*Material shown*.
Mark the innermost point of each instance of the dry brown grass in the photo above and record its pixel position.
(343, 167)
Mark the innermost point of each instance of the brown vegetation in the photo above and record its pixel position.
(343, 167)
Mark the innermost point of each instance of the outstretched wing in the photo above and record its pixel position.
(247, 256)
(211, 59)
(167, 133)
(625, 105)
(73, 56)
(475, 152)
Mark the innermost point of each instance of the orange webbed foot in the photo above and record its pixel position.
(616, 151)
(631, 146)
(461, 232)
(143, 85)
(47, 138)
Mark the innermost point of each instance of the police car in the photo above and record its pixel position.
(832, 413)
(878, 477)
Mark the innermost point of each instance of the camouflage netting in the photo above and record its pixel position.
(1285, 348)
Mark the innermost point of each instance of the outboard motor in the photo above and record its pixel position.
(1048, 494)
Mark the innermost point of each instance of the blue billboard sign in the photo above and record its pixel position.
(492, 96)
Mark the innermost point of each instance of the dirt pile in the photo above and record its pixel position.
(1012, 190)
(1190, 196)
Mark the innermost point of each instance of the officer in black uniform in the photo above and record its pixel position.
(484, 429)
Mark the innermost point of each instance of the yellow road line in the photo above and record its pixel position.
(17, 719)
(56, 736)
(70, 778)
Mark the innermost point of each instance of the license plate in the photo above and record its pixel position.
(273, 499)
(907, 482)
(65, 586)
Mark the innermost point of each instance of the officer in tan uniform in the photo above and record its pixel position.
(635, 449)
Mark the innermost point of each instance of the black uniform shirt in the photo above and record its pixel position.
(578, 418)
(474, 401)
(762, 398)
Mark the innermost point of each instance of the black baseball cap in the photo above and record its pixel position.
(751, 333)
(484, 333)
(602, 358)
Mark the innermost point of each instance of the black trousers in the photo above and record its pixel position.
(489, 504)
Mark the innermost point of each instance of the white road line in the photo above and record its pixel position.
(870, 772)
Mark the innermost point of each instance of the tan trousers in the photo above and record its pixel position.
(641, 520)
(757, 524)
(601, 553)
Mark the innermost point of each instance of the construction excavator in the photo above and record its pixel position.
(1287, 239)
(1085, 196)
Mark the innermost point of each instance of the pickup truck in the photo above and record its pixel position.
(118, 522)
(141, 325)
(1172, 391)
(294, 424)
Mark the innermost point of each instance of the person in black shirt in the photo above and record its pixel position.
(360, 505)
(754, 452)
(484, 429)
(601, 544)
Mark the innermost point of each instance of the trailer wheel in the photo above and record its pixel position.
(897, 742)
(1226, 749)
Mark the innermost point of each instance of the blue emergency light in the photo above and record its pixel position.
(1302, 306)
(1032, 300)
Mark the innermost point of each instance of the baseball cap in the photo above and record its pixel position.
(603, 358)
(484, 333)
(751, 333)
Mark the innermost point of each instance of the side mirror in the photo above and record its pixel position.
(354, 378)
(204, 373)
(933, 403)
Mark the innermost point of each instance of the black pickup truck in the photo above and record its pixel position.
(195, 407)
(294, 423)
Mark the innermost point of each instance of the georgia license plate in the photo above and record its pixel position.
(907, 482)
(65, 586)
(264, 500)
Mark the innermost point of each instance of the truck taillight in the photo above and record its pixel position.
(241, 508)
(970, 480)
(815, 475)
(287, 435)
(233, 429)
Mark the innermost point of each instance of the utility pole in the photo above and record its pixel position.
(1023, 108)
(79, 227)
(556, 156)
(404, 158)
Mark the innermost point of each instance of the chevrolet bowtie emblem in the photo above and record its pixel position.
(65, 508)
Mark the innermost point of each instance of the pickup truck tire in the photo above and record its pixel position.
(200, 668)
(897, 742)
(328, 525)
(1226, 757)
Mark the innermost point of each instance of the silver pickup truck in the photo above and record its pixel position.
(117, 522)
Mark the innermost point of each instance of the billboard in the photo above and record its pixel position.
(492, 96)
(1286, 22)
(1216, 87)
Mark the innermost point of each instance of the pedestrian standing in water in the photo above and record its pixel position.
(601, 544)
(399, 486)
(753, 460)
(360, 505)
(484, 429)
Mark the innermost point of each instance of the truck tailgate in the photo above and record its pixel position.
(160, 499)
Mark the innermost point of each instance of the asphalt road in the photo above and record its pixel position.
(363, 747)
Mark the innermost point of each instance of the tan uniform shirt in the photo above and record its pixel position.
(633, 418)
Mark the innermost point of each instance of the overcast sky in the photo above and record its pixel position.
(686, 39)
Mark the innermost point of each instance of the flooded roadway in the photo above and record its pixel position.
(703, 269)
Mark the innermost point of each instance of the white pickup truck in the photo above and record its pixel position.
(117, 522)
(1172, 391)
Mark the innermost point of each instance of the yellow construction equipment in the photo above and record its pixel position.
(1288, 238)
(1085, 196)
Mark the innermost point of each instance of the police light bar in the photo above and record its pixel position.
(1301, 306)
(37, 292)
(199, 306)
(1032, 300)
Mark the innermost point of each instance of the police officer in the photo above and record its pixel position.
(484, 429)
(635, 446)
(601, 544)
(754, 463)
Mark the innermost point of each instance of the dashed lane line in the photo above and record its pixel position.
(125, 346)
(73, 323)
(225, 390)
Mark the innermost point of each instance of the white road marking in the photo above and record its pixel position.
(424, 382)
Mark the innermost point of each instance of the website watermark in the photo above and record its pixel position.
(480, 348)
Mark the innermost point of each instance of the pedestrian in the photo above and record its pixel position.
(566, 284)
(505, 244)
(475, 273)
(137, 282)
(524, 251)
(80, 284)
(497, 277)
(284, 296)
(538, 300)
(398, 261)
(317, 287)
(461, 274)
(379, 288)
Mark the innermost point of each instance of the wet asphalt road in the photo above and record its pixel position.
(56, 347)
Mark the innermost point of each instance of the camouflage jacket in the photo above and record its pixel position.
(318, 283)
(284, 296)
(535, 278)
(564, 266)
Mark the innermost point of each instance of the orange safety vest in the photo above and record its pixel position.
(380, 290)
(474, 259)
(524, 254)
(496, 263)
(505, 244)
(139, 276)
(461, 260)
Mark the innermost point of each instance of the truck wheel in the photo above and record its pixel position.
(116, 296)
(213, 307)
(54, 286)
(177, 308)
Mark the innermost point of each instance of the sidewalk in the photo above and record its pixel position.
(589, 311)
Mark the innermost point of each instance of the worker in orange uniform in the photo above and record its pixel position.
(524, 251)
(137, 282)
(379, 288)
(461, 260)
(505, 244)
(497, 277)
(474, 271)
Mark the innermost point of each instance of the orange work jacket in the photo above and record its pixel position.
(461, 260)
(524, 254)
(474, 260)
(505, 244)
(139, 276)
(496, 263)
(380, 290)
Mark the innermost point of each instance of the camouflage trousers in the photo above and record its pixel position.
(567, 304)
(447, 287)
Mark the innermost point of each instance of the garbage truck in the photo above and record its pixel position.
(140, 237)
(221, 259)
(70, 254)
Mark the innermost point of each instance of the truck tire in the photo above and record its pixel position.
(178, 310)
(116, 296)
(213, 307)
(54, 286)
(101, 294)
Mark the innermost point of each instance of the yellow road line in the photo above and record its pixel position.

*What is asked*.
Arrange the lines of the entries above as a numbered list, omitting any blank lines. Include only the stretch from the line containing "Mark the innermost point of each instance of the outboard" through the line containing "(1190, 196)", both ends included.

*Response to the exercise*.
1. Mark the innermost point of each instance of the outboard motor in the photo above and record its pixel position.
2. (1048, 494)
3. Mark the innermost point of each instance of the blue billboard sign in the photo above and record its pixel position.
4. (492, 96)
5. Mark the innermost point of each instance of the dirt pile in the photo above and record its pixel position.
6. (1012, 190)
7. (1190, 196)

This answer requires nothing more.